TASK INSTRUCTIONS — Of all the lines in the entries below, give again exactly those starting at the line containing "Place one point on each instance of the red and" and ending at the line containing "Place one point on each instance of the clown's", both ends included, and no others.

DATA SHOWN —
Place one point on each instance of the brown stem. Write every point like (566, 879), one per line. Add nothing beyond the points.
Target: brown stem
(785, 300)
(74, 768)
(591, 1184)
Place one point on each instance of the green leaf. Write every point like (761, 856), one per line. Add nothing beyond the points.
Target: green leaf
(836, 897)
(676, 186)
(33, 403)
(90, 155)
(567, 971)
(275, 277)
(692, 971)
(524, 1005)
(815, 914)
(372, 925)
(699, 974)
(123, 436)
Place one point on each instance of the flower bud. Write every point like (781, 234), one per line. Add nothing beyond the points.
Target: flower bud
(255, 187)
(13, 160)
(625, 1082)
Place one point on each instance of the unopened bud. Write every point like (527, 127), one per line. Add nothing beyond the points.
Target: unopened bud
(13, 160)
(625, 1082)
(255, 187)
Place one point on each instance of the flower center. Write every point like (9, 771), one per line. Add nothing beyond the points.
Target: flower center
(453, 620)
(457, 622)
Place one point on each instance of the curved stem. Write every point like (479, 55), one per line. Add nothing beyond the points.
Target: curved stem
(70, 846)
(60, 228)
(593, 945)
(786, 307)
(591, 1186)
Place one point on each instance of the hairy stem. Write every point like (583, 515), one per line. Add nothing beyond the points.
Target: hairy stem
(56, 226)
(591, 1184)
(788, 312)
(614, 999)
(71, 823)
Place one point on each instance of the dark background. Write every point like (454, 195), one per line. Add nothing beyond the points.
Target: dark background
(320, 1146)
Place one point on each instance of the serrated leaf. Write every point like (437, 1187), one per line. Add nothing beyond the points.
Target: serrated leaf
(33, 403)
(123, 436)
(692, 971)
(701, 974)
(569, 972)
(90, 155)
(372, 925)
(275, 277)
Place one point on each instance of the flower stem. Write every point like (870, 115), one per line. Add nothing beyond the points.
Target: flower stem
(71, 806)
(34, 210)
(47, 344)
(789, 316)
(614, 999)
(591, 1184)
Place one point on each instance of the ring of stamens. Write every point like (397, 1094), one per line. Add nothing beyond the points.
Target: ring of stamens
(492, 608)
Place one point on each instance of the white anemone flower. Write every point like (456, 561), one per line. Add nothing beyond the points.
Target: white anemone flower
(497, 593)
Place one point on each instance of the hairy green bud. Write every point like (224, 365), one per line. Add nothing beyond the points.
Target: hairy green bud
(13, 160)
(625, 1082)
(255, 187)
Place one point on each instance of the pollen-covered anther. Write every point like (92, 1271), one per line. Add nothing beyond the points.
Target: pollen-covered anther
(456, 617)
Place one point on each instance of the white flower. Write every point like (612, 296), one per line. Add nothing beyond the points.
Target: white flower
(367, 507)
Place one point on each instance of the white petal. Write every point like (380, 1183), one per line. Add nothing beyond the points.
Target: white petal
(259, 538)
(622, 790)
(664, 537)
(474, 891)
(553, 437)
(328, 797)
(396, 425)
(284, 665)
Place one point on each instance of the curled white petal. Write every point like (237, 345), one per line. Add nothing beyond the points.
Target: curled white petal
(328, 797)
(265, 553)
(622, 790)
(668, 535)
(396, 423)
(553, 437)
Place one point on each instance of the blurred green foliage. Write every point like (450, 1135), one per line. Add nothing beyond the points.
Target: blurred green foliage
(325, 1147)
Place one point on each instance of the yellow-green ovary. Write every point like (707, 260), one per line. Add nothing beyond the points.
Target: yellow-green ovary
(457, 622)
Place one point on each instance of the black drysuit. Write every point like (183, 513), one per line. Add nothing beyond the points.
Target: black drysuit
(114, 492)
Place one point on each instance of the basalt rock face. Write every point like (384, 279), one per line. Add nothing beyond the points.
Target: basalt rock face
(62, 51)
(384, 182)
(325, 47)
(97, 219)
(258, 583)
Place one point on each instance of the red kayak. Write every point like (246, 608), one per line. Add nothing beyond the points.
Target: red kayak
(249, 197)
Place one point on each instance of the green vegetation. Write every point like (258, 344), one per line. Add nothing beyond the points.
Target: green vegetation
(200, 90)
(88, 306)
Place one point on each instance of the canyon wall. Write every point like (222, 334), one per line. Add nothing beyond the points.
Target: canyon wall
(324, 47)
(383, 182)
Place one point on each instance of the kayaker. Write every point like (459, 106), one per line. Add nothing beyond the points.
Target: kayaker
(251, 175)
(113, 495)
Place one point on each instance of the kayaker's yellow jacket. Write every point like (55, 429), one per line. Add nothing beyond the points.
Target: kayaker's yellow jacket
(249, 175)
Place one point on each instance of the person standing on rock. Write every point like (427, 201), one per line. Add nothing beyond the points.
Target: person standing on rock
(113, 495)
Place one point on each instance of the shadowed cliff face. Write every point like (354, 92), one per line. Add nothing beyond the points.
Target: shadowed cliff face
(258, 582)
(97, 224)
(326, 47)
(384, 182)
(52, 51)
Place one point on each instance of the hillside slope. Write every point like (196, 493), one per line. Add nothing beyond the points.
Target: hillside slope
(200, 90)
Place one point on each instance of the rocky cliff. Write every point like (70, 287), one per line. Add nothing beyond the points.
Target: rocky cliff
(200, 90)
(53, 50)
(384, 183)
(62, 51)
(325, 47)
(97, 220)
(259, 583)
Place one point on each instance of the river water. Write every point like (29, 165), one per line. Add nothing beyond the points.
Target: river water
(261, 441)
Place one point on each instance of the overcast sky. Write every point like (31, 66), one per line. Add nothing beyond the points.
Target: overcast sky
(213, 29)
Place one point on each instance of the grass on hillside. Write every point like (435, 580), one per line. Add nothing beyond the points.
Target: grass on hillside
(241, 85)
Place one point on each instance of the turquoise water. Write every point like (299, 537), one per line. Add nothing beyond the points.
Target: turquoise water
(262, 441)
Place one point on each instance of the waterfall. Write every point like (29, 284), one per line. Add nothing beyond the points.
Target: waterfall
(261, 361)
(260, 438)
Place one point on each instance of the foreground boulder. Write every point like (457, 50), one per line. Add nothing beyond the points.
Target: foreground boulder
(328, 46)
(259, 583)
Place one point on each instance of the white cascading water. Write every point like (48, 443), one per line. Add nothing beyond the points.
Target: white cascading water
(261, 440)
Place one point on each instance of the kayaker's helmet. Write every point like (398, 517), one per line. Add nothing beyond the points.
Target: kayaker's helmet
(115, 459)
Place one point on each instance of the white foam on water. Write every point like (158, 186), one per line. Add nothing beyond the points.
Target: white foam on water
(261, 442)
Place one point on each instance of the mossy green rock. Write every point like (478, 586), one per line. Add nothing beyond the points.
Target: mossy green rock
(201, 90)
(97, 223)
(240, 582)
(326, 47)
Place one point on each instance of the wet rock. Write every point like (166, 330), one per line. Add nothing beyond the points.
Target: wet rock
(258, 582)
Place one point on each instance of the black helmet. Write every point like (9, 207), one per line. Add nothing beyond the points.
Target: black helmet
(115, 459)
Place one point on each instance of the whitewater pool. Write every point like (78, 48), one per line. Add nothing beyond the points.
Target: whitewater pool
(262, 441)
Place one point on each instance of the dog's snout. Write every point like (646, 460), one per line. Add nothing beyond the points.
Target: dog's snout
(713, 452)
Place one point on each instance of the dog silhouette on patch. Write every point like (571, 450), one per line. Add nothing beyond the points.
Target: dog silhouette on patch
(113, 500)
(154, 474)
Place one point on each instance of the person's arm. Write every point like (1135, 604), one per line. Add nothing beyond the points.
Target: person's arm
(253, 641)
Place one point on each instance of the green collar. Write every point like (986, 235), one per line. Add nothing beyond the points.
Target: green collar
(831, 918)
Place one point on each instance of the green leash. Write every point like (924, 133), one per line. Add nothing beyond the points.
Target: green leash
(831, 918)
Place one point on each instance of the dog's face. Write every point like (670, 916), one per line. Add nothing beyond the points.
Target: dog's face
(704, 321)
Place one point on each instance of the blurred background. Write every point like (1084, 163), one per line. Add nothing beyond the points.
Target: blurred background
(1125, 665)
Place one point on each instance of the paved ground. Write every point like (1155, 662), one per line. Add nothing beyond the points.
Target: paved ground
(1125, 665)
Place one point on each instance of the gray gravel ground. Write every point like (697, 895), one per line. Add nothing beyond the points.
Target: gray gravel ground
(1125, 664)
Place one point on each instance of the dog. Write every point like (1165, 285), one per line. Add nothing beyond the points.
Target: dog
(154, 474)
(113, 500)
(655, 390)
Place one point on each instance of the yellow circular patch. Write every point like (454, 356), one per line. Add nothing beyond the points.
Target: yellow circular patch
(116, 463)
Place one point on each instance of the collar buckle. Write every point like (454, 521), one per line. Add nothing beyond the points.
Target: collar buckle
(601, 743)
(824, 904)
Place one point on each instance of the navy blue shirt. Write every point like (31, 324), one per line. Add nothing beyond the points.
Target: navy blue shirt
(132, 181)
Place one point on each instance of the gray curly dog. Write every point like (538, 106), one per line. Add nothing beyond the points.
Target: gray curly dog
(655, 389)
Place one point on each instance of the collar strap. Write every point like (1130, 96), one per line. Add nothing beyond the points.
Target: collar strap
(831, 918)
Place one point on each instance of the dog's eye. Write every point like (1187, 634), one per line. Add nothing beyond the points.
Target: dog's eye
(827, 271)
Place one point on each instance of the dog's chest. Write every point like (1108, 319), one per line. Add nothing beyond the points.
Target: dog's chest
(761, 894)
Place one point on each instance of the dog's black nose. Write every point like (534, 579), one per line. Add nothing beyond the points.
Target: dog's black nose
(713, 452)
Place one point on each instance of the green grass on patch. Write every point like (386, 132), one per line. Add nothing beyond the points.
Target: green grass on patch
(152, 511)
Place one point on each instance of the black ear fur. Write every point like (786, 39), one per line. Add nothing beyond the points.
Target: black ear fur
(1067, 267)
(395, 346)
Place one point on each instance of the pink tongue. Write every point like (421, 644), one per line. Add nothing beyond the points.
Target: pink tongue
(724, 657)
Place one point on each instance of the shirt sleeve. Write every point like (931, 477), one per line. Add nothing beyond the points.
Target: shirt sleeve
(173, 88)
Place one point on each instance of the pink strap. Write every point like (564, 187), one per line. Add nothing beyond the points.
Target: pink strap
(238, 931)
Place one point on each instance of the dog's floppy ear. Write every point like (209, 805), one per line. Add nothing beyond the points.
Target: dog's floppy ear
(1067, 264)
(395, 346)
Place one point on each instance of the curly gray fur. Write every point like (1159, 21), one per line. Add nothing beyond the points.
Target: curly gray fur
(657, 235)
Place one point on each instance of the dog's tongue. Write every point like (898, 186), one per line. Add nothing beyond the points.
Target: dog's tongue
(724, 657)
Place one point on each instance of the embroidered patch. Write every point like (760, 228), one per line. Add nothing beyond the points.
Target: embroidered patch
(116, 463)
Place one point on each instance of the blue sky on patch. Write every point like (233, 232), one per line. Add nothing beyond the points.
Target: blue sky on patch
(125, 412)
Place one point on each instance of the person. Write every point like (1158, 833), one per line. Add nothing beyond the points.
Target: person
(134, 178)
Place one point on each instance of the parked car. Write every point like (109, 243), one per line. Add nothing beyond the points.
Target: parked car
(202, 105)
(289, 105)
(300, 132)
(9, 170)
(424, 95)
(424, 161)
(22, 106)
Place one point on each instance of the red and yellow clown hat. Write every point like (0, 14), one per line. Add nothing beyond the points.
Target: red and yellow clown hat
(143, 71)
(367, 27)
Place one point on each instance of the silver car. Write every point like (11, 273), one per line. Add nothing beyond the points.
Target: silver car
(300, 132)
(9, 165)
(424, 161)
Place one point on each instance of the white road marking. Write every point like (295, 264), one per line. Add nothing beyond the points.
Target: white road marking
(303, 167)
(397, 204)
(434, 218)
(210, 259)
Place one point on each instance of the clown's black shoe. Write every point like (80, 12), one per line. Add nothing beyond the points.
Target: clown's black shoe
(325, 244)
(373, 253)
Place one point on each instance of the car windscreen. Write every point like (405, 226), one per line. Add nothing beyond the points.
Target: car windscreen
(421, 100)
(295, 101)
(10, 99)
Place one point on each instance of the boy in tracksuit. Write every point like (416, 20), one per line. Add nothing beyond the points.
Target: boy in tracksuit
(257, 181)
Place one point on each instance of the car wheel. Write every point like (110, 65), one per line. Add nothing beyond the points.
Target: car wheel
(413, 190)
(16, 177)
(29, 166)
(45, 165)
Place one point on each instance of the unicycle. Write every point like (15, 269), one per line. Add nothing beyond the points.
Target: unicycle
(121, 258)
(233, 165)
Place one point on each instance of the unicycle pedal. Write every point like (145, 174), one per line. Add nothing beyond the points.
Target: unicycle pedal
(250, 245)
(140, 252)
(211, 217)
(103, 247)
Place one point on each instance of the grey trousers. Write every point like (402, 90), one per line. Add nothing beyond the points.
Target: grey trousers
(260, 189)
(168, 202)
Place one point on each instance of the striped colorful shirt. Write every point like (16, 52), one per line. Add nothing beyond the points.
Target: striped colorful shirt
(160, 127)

TASK RESULT —
Place one point on each instance of the red and yellow clown hat. Write every point like (0, 14), one per line. Add nothing beyond the points.
Target: red and yellow clown hat
(143, 71)
(367, 27)
Place one point on each instance of the silver car. Write every point like (11, 273), one per line. Add nothing beyond the points.
Target: silver car
(300, 132)
(9, 165)
(424, 161)
Place one point on each instance of the white road marking. Write every point like (295, 264), one per line. Add nothing beyond the points.
Target: white road marking
(303, 167)
(397, 204)
(434, 218)
(210, 259)
Place one point on each instance of the clown's black shoe. Write every point like (80, 12), one per line. Add nothing beyond the points.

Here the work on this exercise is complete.